[Saved entries]

┄┄┄┄┄┄┄┄┄┄

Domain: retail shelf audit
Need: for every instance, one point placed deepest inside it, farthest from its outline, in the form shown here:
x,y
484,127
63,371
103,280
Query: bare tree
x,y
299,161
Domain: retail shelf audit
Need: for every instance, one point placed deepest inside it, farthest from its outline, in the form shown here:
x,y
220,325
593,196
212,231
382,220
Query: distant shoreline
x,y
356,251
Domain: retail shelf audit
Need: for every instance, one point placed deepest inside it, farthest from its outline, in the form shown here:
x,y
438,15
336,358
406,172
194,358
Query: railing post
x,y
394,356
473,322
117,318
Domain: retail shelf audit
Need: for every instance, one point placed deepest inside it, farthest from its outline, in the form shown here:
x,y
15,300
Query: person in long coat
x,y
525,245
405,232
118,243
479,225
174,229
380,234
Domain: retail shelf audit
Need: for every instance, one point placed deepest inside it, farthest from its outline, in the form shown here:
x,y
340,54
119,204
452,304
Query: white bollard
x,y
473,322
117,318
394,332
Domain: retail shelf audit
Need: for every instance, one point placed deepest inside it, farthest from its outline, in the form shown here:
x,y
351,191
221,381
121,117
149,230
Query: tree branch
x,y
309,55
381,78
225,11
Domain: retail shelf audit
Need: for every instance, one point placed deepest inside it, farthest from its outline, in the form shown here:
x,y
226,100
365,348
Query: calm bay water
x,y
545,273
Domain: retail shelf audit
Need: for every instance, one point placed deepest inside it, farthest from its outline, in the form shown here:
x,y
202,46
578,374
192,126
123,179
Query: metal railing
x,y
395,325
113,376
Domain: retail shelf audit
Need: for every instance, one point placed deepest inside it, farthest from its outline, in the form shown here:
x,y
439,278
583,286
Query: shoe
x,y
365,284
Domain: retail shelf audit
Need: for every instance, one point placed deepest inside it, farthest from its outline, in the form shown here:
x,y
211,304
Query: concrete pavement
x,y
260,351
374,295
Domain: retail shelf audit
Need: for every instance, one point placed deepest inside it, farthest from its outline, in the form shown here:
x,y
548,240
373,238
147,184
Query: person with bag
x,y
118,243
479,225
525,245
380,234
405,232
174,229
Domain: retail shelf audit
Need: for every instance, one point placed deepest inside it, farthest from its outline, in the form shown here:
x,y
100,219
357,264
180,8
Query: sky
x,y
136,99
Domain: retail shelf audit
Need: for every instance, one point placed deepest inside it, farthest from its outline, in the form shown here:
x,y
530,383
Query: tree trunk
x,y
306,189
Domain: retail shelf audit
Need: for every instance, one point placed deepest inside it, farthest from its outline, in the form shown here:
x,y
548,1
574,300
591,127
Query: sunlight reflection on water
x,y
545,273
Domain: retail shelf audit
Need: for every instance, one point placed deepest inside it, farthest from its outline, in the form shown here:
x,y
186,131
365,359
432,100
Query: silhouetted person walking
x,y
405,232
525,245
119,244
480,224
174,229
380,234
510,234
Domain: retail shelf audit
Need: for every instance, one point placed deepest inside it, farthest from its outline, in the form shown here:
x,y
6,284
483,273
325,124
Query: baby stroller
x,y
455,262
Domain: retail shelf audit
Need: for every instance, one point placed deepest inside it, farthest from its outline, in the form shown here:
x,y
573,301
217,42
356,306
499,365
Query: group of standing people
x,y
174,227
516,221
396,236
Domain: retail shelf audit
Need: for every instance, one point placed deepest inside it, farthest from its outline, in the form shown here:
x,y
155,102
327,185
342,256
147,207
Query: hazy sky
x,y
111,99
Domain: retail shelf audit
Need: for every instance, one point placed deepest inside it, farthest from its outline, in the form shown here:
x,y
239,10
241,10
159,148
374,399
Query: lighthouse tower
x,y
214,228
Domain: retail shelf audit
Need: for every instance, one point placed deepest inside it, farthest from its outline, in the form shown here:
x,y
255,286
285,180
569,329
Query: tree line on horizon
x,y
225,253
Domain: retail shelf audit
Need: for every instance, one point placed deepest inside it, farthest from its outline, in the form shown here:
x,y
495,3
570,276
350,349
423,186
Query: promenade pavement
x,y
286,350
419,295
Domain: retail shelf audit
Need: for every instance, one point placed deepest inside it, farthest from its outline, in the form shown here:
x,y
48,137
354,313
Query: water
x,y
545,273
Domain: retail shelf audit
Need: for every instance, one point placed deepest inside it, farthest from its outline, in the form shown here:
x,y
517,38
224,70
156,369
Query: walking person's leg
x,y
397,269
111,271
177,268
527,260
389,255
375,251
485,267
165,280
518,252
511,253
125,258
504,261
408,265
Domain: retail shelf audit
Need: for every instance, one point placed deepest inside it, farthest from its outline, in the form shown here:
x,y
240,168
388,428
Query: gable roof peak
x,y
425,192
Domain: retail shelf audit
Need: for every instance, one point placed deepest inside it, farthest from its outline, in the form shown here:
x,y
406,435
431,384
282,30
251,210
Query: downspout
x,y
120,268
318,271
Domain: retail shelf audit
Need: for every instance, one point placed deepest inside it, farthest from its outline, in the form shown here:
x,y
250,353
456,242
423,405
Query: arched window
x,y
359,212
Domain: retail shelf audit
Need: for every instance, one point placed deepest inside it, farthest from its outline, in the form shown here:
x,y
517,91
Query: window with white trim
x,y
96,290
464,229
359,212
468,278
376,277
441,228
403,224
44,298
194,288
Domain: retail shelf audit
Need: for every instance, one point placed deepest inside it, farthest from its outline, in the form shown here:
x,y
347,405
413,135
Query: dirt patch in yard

┄┄┄┄┄┄┄┄┄┄

### About this task
I'd like every record written out exactly as given.

### Completed task
Domain: retail shelf audit
Need: for every instance, one point placed deepest inside it, farthest from its outline, in the form shown here:
x,y
484,127
63,371
103,280
Query: bare tree
x,y
299,161
Domain: retail shelf audit
Need: for every instance, one point placed deepest inside it, farthest from its outline, in the form shown here:
x,y
220,325
593,196
212,231
382,220
Query: distant shoreline
x,y
356,251
Domain: retail shelf audit
Need: for every instance, one point placed deepest inside it, farthest from its outline, in the form shown here:
x,y
438,15
336,358
406,172
194,358
Query: railing post
x,y
394,356
473,322
117,318
Domain: retail shelf audit
Need: for every instance, one point placed deepest inside it, farthest from its outline, in the form shown here:
x,y
15,300
Query: person in long coat
x,y
525,245
405,232
118,243
479,225
174,229
380,234
Domain: retail shelf audit
Need: for every instance, one point placed deepest inside it, farthest from its outline, in the form shown here:
x,y
340,54
119,204
452,304
Query: white bollard
x,y
473,322
117,318
394,332
Domain: retail shelf audit
Need: for every instance, one point placed deepest inside it, farthest from its outline, in the form shown here:
x,y
351,191
221,381
121,117
149,230
Query: tree branch
x,y
309,55
381,78
225,11
Domain: retail shelf audit
Need: for every instance, one point placed deepest inside it, farthest from its outline, in the form shown here:
x,y
226,100
365,348
Query: calm bay water
x,y
545,273
Domain: retail shelf audit
Need: for every instance, one point placed deepest inside it, farthest from its outline, in the form shown here:
x,y
202,46
578,374
192,126
123,179
Query: metal railing
x,y
395,325
113,376
Domain: retail shelf audit
Need: for every instance, one point placed deepest inside it, farthest from its outline, in the form shown here:
x,y
439,278
583,286
Query: shoe
x,y
365,284
Domain: retail shelf audit
Need: for every instance, one point placed deepest inside it, farthest from its outline, in the form shown here:
x,y
211,304
Query: concrete pavement
x,y
260,351
374,295
Domain: retail shelf audit
Need: for every instance, one point placed deepest inside it, farthest from its outline, in the form shown here:
x,y
548,240
373,238
147,184
Query: person with bag
x,y
118,243
479,225
525,245
380,234
405,232
174,229
Domain: retail shelf audit
Need: for every instance, one point placed deepest inside it, farthest from its outline, in the form shown here:
x,y
100,219
357,264
180,8
Query: sky
x,y
136,99
Domain: retail shelf audit
Need: for every instance, one point placed deepest inside it, farthest from its outline, in the form shown here:
x,y
530,383
Query: tree trunk
x,y
306,189
Domain: retail shelf audit
Need: for every instance, one point placed deepest inside it, farthest from its outline, in the form shown here:
x,y
548,1
574,300
591,127
Query: sunlight reflection on water
x,y
545,273
Domain: retail shelf audit
Need: for every instance, one point placed deepest inside it, farthest from its outline, in the form shown here:
x,y
186,131
365,359
432,100
Query: silhouetted person walking
x,y
405,232
525,245
119,244
480,224
174,229
380,234
510,234
Domain: retail shelf audit
Need: for every instance, one point placed deepest inside it, farthest from its outline, in the form shown here:
x,y
6,284
483,273
325,124
Query: baby stroller
x,y
455,262
Domain: retail shelf audit
Need: for every instance, one point placed deepest inside it, farthest from its outline, in the form shown here:
x,y
573,301
217,42
356,306
499,365
Query: group of standing people
x,y
174,227
516,221
396,236
Domain: retail shelf audit
Need: for every instance, one point placed deepest inside it, farthest from its outline, in the form shown here:
x,y
155,102
327,185
342,256
147,207
Query: hazy sky
x,y
111,99
Domain: retail shelf audit
Need: for every instance, one point placed deepest inside it, farthest from its outline, in the form shown here:
x,y
239,10
241,10
159,148
374,399
Query: lighthouse tower
x,y
214,228
Domain: retail shelf audit
Need: for every instance, one point placed deepest inside it, farthest from its outline, in the form shown here:
x,y
255,286
285,180
569,329
Query: tree line on horizon
x,y
225,253
Domain: retail shelf audit
Need: for every instance, one point placed deepest inside it, farthest from its outline, in the form shown here:
x,y
495,3
570,276
350,349
423,186
Query: promenade pavement
x,y
286,350
419,295
Domain: retail shelf audit
Need: for every instance, one point placed deepest inside it, farthest from its outline, in the form shown here:
x,y
48,137
354,313
Query: water
x,y
545,273
Domain: retail shelf audit
Need: for every instance, one point placed deepest inside it, farthest from its outline, in the form shown here:
x,y
517,38
224,70
156,369
Query: walking person's leg
x,y
397,269
111,271
177,268
527,260
389,255
375,251
485,267
165,280
518,252
511,253
125,258
504,261
408,265
Domain: retail shelf audit
Need: for every instance, one point placed deepest inside it, farthest from its outline, in the form shown here:
x,y
240,168
388,428
Query: gable roof peak
x,y
425,192
Domain: retail shelf audit
Need: for every instance, one point placed deepest inside it, farthest from its outline, in the form shown here:
x,y
406,435
431,384
282,30
251,210
Query: downspout
x,y
120,268
318,271
Domain: retail shelf audit
Need: for every instance, one point placed deepest inside it, farthest from its outline, in the form shown here:
x,y
250,353
456,242
423,405
Query: arched window
x,y
359,212
Domain: retail shelf audit
Need: for every instance, one point placed deepest inside it, farthest from its outline, in the form shown here:
x,y
517,91
Query: window with white trim
x,y
96,290
464,229
359,212
468,278
376,277
441,228
403,224
44,298
194,288
Domain: retail shelf audit
Need: for every instance, one point placed deepest inside it, farthest from its outline, in the form shown here:
x,y
347,405
413,135
Query: dirt patch in yard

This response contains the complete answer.